== Segment start ==

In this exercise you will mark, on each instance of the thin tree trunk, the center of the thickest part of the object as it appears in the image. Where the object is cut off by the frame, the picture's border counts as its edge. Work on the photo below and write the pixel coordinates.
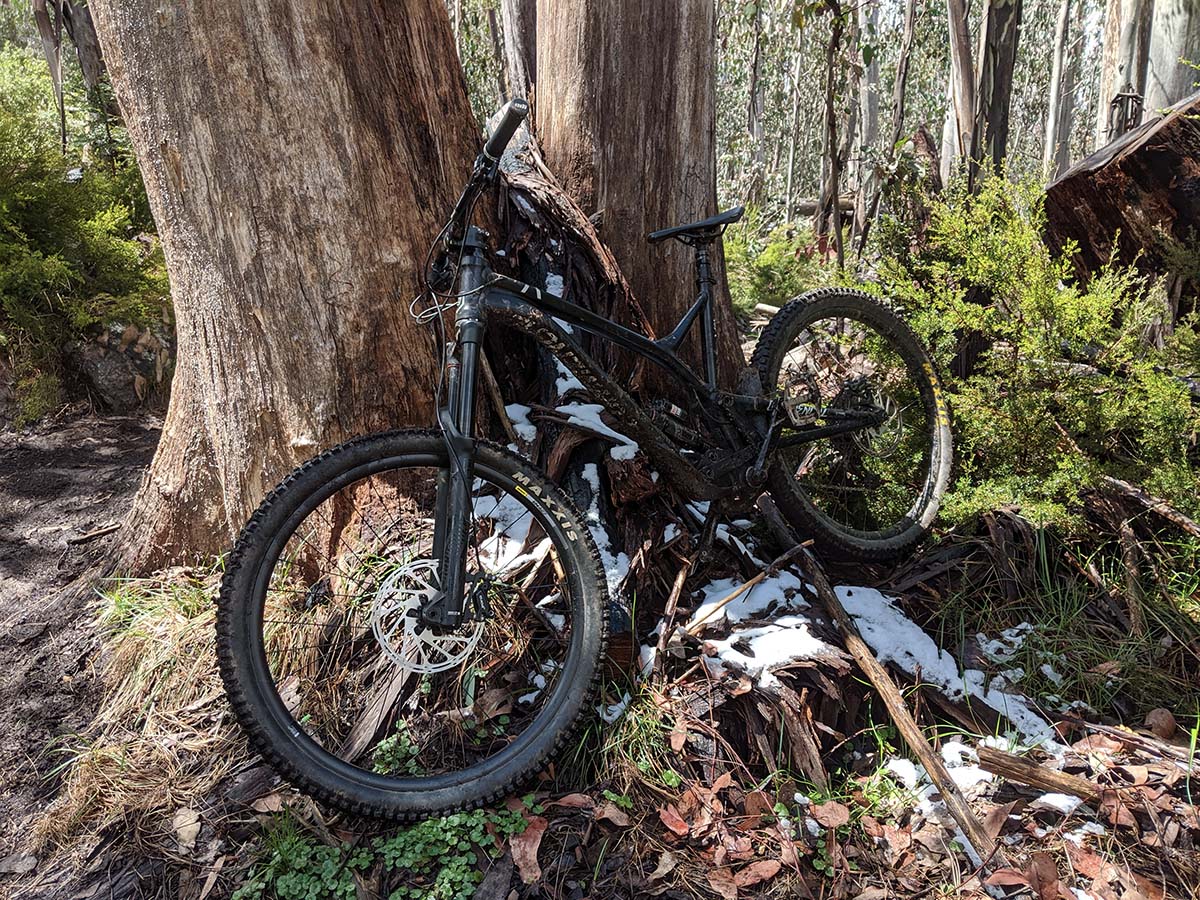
(627, 121)
(961, 83)
(999, 36)
(1174, 42)
(869, 118)
(293, 241)
(1055, 100)
(520, 21)
(1123, 61)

== Segment end ==

What this task involves: Reproduce the data verbatim and omit each image.

Task output:
In this exercise you will mark, on each instance of the thin tree trunk, the center of the thickest part of the object as it appears in the image. Where the object is cut off by the frame, the picture's border counts as its edge. Work on the photo below and write the pixel coordinates.
(627, 121)
(961, 83)
(999, 36)
(1174, 42)
(869, 118)
(293, 241)
(1055, 100)
(520, 21)
(1123, 61)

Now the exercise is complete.